> What is being asked
Please output the lines shown below exactly as they appear.
* start Raw data *
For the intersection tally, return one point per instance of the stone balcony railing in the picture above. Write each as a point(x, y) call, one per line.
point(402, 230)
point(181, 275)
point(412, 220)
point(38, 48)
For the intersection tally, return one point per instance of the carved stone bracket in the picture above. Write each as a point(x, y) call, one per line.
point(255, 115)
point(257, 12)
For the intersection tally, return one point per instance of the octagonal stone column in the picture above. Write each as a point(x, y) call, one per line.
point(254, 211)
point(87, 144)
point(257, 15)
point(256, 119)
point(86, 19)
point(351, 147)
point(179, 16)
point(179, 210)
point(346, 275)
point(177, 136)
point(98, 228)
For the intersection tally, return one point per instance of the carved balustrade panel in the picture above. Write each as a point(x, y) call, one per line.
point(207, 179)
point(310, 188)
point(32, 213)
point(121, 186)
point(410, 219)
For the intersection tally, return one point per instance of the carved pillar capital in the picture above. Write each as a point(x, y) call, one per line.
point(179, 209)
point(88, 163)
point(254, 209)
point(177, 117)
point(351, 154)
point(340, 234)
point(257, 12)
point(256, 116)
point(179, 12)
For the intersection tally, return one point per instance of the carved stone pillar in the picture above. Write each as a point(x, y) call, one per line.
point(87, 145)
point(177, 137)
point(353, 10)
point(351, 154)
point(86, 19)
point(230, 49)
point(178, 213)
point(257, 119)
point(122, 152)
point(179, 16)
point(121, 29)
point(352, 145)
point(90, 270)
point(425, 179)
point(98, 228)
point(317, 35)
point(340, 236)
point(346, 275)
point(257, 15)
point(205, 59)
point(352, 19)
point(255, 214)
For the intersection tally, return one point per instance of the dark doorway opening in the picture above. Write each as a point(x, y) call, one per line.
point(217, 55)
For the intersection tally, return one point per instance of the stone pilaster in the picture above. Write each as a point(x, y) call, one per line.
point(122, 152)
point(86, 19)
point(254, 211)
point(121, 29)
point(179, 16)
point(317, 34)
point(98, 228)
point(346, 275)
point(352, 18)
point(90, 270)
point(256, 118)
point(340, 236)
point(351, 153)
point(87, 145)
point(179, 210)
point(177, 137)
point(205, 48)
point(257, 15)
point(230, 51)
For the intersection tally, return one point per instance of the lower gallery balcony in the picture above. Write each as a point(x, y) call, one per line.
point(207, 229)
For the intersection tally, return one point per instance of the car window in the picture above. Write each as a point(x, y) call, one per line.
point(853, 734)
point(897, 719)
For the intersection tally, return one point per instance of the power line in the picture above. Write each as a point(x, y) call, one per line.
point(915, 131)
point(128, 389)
* end Raw data *
> Task answer
For the intersection tally, return one point per instance of the stone balcony railing in the picture above. Write each as a point(x, y) call, one per line.
point(402, 230)
point(181, 275)
point(412, 220)
point(38, 48)
For the intersection tally, return one point per instance of the carved stone bracket in the picture above. Write each as a point(x, y) call, one per line.
point(255, 115)
point(257, 12)
For the intersection tally, return one point per instance of the octagonal stone column in the picture above. Write each as a point(x, y) call, one per line.
point(254, 211)
point(87, 144)
point(257, 15)
point(256, 119)
point(86, 19)
point(351, 147)
point(179, 16)
point(179, 210)
point(346, 275)
point(177, 136)
point(98, 228)
For the intersection tally, return one point per instance of the carved balustrade panel in the picture above. Write each as a point(x, y) call, one per line.
point(207, 179)
point(310, 188)
point(32, 213)
point(121, 186)
point(410, 219)
For the intersection tally, return one point per instance of the carved pillar capital in the picture above. Write each as a point(x, y) call, one per line.
point(179, 209)
point(88, 163)
point(254, 209)
point(177, 117)
point(351, 154)
point(340, 234)
point(257, 12)
point(256, 116)
point(179, 12)
For the intersection tally, return one point per instance of the carved stone pillar in the picture above. Write each as a point(x, y) call, one per line.
point(87, 145)
point(177, 137)
point(353, 10)
point(351, 154)
point(86, 19)
point(230, 49)
point(178, 213)
point(257, 119)
point(122, 152)
point(179, 16)
point(121, 29)
point(352, 145)
point(90, 270)
point(425, 179)
point(98, 228)
point(317, 35)
point(340, 236)
point(346, 275)
point(257, 15)
point(205, 59)
point(352, 19)
point(255, 214)
For the intersection tally, return one point per instance of the dark doorway opening in the picture above. Write each as a point(x, y) call, one per line.
point(217, 55)
For the intersection tally, return one point per instance of the stone pilaster in the picture above. Write each as a point(x, y) call, one per line.
point(122, 152)
point(86, 19)
point(254, 211)
point(121, 29)
point(179, 16)
point(317, 34)
point(98, 228)
point(346, 275)
point(352, 18)
point(90, 270)
point(256, 118)
point(340, 236)
point(351, 153)
point(87, 145)
point(179, 210)
point(177, 137)
point(205, 48)
point(257, 15)
point(230, 51)
For the intersection tally, return one point per instance of the lower gallery balcony in the picture above. Write each as a point(x, y) call, one per line.
point(207, 229)
For the intersection tally, return one point per instance of the car window in the picture above. Write each as a point(x, y) call, one per line.
point(853, 734)
point(897, 719)
For the intersection tally, return one point per instance of the power line in the picture above. Write each as a point(x, y) call, one per line.
point(915, 131)
point(128, 389)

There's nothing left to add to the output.